▸ DATA RECORDS
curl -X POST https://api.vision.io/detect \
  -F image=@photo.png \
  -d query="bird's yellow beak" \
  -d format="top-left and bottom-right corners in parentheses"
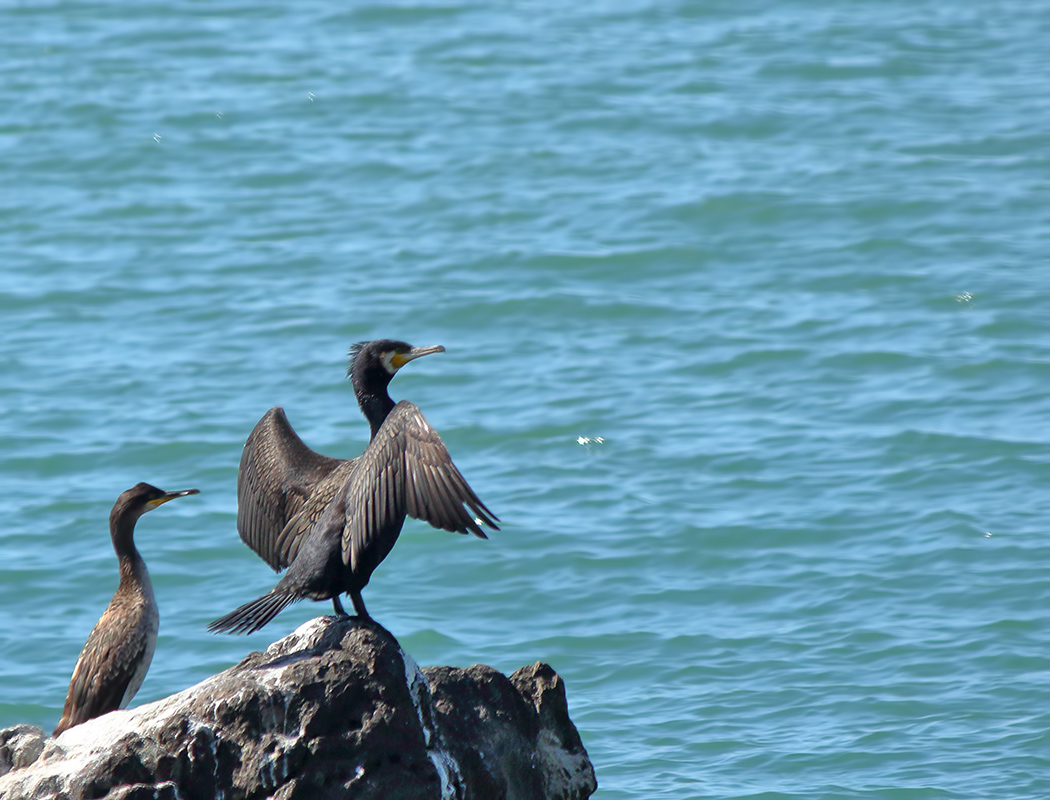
top-left (391, 344), bottom-right (445, 369)
top-left (146, 488), bottom-right (200, 509)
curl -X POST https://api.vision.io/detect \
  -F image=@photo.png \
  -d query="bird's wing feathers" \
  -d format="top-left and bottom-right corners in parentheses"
top-left (272, 458), bottom-right (356, 567)
top-left (237, 406), bottom-right (349, 570)
top-left (342, 401), bottom-right (499, 571)
top-left (56, 611), bottom-right (151, 733)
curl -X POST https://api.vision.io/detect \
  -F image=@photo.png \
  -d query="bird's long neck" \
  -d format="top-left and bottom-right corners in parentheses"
top-left (358, 389), bottom-right (396, 440)
top-left (110, 511), bottom-right (148, 590)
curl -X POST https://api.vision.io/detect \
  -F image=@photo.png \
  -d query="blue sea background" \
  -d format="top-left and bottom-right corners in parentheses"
top-left (2, 1), bottom-right (1049, 797)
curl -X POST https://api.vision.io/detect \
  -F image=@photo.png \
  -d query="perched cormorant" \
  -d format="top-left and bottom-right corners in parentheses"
top-left (209, 340), bottom-right (498, 635)
top-left (53, 483), bottom-right (199, 736)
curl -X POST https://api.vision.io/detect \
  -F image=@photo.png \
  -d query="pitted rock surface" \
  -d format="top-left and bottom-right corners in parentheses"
top-left (0, 617), bottom-right (596, 800)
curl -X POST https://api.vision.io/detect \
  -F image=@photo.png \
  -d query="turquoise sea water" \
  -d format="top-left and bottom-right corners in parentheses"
top-left (2, 2), bottom-right (1049, 797)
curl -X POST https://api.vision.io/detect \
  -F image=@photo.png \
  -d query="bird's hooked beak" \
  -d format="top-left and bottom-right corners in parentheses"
top-left (145, 488), bottom-right (201, 510)
top-left (390, 344), bottom-right (445, 370)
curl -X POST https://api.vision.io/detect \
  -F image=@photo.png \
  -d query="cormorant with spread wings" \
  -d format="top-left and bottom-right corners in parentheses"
top-left (209, 340), bottom-right (498, 634)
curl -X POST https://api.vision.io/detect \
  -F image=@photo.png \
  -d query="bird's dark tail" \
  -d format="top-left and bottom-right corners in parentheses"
top-left (208, 591), bottom-right (297, 635)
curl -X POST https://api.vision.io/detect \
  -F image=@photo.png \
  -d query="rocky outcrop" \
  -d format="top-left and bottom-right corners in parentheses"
top-left (0, 617), bottom-right (596, 800)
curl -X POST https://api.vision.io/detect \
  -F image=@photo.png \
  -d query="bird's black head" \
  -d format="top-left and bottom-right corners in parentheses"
top-left (112, 483), bottom-right (200, 525)
top-left (109, 483), bottom-right (199, 554)
top-left (348, 339), bottom-right (445, 390)
top-left (347, 339), bottom-right (445, 435)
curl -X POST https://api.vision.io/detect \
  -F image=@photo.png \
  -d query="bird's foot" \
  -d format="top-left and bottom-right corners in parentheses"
top-left (331, 596), bottom-right (350, 618)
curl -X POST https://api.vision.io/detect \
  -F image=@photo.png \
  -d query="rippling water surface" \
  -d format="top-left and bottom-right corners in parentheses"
top-left (2, 2), bottom-right (1049, 798)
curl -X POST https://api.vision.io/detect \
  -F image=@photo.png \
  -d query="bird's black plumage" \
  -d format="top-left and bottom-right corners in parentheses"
top-left (209, 340), bottom-right (498, 635)
top-left (54, 483), bottom-right (199, 736)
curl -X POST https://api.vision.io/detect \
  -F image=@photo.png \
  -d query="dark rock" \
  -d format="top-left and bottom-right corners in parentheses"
top-left (422, 663), bottom-right (595, 800)
top-left (0, 617), bottom-right (596, 800)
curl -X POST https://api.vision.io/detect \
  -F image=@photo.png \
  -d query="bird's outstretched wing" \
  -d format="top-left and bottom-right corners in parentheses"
top-left (342, 400), bottom-right (499, 574)
top-left (237, 406), bottom-right (352, 571)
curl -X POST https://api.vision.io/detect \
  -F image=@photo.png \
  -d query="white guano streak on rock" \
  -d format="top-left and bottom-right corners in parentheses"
top-left (185, 719), bottom-right (226, 800)
top-left (400, 648), bottom-right (462, 800)
top-left (36, 677), bottom-right (240, 800)
top-left (536, 728), bottom-right (592, 800)
top-left (7, 693), bottom-right (203, 799)
top-left (265, 617), bottom-right (329, 657)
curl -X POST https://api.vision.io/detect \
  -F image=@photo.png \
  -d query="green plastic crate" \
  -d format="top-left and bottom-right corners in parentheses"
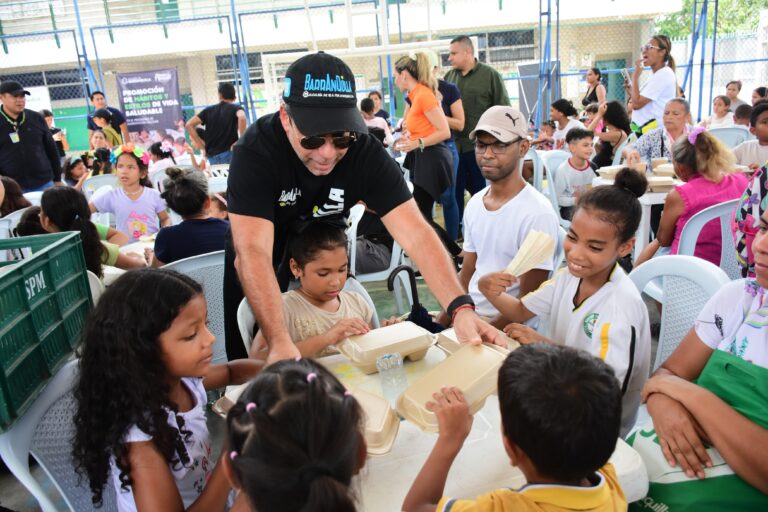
top-left (0, 232), bottom-right (92, 430)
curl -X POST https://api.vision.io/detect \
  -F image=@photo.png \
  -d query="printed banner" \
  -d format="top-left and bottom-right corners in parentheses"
top-left (116, 68), bottom-right (184, 148)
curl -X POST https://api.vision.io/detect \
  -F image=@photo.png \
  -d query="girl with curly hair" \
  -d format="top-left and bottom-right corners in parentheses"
top-left (89, 144), bottom-right (170, 241)
top-left (224, 358), bottom-right (366, 511)
top-left (72, 268), bottom-right (263, 511)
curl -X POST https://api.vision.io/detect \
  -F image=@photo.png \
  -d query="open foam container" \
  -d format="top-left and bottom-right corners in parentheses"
top-left (646, 176), bottom-right (676, 192)
top-left (653, 163), bottom-right (676, 177)
top-left (337, 321), bottom-right (434, 374)
top-left (396, 343), bottom-right (509, 432)
top-left (435, 327), bottom-right (520, 354)
top-left (350, 388), bottom-right (400, 456)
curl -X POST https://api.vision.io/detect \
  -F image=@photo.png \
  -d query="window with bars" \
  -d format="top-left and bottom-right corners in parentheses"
top-left (215, 49), bottom-right (307, 84)
top-left (440, 29), bottom-right (535, 67)
top-left (0, 69), bottom-right (86, 100)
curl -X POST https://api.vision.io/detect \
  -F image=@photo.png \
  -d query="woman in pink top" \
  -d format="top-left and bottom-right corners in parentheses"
top-left (636, 127), bottom-right (748, 266)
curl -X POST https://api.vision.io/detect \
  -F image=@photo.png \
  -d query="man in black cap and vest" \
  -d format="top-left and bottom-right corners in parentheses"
top-left (225, 52), bottom-right (503, 363)
top-left (0, 81), bottom-right (62, 192)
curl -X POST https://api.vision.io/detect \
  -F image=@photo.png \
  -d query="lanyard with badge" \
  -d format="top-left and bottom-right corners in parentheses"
top-left (1, 107), bottom-right (24, 143)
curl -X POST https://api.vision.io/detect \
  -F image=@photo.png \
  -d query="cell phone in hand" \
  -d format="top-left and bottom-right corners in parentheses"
top-left (621, 68), bottom-right (631, 83)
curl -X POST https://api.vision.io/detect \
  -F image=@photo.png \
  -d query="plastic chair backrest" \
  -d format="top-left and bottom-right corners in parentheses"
top-left (629, 255), bottom-right (730, 370)
top-left (0, 359), bottom-right (118, 512)
top-left (346, 204), bottom-right (366, 274)
top-left (708, 127), bottom-right (751, 148)
top-left (524, 148), bottom-right (544, 192)
top-left (539, 155), bottom-right (571, 229)
top-left (23, 191), bottom-right (44, 206)
top-left (554, 225), bottom-right (567, 270)
top-left (83, 174), bottom-right (118, 200)
top-left (208, 176), bottom-right (228, 194)
top-left (1, 206), bottom-right (32, 234)
top-left (677, 198), bottom-right (740, 280)
top-left (163, 251), bottom-right (227, 365)
top-left (208, 165), bottom-right (229, 178)
top-left (236, 277), bottom-right (380, 353)
top-left (611, 138), bottom-right (630, 166)
top-left (86, 270), bottom-right (105, 305)
top-left (149, 169), bottom-right (166, 191)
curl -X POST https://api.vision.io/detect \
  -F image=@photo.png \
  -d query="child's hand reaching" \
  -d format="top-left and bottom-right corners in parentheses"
top-left (381, 316), bottom-right (402, 327)
top-left (328, 318), bottom-right (370, 344)
top-left (478, 272), bottom-right (516, 298)
top-left (503, 323), bottom-right (548, 345)
top-left (427, 386), bottom-right (473, 448)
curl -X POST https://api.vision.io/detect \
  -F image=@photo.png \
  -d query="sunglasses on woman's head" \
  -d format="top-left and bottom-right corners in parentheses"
top-left (299, 132), bottom-right (357, 150)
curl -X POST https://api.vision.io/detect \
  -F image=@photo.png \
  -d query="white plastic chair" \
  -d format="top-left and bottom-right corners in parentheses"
top-left (611, 138), bottom-right (630, 166)
top-left (208, 176), bottom-right (228, 194)
top-left (163, 251), bottom-right (227, 365)
top-left (629, 255), bottom-right (730, 370)
top-left (23, 191), bottom-right (43, 206)
top-left (208, 164), bottom-right (229, 178)
top-left (1, 206), bottom-right (32, 235)
top-left (708, 127), bottom-right (751, 148)
top-left (149, 169), bottom-right (166, 191)
top-left (82, 174), bottom-right (117, 200)
top-left (523, 148), bottom-right (544, 192)
top-left (539, 155), bottom-right (571, 229)
top-left (86, 270), bottom-right (105, 305)
top-left (554, 225), bottom-right (567, 270)
top-left (236, 277), bottom-right (381, 353)
top-left (677, 198), bottom-right (740, 280)
top-left (0, 359), bottom-right (118, 512)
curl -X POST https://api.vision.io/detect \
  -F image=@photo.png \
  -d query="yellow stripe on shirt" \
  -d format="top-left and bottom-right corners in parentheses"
top-left (599, 322), bottom-right (611, 360)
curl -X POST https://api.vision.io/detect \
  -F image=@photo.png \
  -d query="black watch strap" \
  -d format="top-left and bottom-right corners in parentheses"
top-left (447, 294), bottom-right (475, 318)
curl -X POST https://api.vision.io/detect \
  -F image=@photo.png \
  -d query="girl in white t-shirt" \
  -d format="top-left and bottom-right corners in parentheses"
top-left (700, 95), bottom-right (735, 129)
top-left (251, 221), bottom-right (396, 358)
top-left (550, 98), bottom-right (585, 150)
top-left (72, 268), bottom-right (263, 511)
top-left (626, 167), bottom-right (768, 510)
top-left (478, 168), bottom-right (652, 436)
top-left (628, 35), bottom-right (679, 135)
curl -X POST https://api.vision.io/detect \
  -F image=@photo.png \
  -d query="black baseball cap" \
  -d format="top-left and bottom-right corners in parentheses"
top-left (282, 52), bottom-right (367, 136)
top-left (0, 81), bottom-right (30, 96)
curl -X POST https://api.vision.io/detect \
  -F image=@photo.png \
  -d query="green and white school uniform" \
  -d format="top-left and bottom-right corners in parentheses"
top-left (522, 265), bottom-right (652, 436)
top-left (628, 279), bottom-right (768, 511)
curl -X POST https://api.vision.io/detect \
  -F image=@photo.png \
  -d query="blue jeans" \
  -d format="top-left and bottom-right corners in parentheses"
top-left (208, 150), bottom-right (233, 165)
top-left (440, 139), bottom-right (460, 240)
top-left (23, 181), bottom-right (54, 193)
top-left (455, 150), bottom-right (486, 228)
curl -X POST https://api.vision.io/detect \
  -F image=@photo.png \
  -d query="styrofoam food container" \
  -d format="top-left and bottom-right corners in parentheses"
top-left (651, 158), bottom-right (669, 169)
top-left (653, 163), bottom-right (676, 177)
top-left (351, 388), bottom-right (400, 456)
top-left (435, 327), bottom-right (520, 354)
top-left (647, 176), bottom-right (675, 192)
top-left (337, 321), bottom-right (434, 374)
top-left (396, 343), bottom-right (508, 432)
top-left (597, 165), bottom-right (624, 178)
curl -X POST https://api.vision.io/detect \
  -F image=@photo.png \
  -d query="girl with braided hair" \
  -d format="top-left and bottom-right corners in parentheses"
top-left (72, 268), bottom-right (263, 510)
top-left (224, 358), bottom-right (367, 511)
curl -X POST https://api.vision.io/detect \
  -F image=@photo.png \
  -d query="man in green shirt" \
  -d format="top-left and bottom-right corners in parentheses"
top-left (444, 35), bottom-right (510, 229)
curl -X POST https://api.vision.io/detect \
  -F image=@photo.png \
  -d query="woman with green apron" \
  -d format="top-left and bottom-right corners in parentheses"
top-left (627, 166), bottom-right (768, 511)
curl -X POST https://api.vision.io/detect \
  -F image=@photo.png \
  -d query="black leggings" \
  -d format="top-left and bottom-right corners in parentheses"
top-left (412, 184), bottom-right (462, 257)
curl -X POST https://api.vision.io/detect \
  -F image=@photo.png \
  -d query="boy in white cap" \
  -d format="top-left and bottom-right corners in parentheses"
top-left (443, 105), bottom-right (558, 328)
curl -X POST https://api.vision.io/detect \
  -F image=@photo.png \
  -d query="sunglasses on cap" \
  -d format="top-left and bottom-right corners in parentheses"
top-left (299, 132), bottom-right (357, 150)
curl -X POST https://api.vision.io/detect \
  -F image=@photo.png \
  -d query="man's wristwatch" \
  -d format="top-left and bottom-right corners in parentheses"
top-left (447, 294), bottom-right (475, 320)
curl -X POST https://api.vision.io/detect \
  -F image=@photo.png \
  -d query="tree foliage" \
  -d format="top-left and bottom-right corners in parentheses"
top-left (654, 0), bottom-right (768, 38)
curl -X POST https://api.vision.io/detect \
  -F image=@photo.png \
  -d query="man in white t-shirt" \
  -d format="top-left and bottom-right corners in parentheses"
top-left (733, 102), bottom-right (768, 170)
top-left (448, 106), bottom-right (559, 328)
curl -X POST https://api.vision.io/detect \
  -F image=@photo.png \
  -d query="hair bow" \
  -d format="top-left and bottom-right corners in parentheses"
top-left (687, 126), bottom-right (706, 145)
top-left (111, 143), bottom-right (151, 166)
top-left (160, 140), bottom-right (174, 154)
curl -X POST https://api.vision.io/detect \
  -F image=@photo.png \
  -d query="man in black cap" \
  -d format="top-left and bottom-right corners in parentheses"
top-left (225, 52), bottom-right (502, 363)
top-left (0, 81), bottom-right (62, 192)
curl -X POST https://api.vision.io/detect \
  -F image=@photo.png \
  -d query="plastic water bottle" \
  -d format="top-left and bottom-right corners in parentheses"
top-left (376, 353), bottom-right (408, 408)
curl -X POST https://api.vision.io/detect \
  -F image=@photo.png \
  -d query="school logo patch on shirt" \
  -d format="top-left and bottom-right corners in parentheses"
top-left (583, 312), bottom-right (599, 338)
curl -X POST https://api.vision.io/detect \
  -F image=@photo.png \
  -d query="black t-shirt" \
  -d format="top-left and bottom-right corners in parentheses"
top-left (0, 108), bottom-right (61, 189)
top-left (154, 217), bottom-right (229, 264)
top-left (227, 112), bottom-right (411, 270)
top-left (198, 101), bottom-right (244, 157)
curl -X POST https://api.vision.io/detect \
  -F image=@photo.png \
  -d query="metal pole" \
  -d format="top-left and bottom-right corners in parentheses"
top-left (345, 0), bottom-right (355, 49)
top-left (303, 0), bottom-right (319, 52)
top-left (229, 0), bottom-right (255, 122)
top-left (697, 0), bottom-right (708, 122)
top-left (396, 0), bottom-right (403, 44)
top-left (72, 0), bottom-right (103, 95)
top-left (707, 0), bottom-right (719, 117)
top-left (426, 0), bottom-right (433, 41)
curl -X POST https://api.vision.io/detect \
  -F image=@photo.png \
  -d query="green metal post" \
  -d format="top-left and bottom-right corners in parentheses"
top-left (0, 19), bottom-right (7, 54)
top-left (102, 0), bottom-right (114, 42)
top-left (49, 1), bottom-right (61, 48)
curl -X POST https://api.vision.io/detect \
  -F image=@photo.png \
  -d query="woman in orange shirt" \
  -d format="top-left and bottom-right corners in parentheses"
top-left (394, 52), bottom-right (460, 258)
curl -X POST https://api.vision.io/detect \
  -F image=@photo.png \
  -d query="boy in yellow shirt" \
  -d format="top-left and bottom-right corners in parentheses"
top-left (402, 344), bottom-right (627, 512)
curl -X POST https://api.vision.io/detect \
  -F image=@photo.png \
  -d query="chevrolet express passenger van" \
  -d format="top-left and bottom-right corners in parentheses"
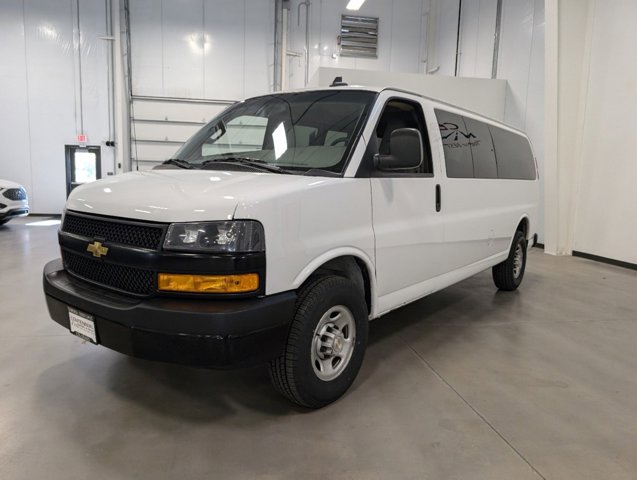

▸ ACTION ITEM
State how many lines of the listing contain the word "metal", giving the number by itself.

▸ RESULT OF THIS EXERCISE
2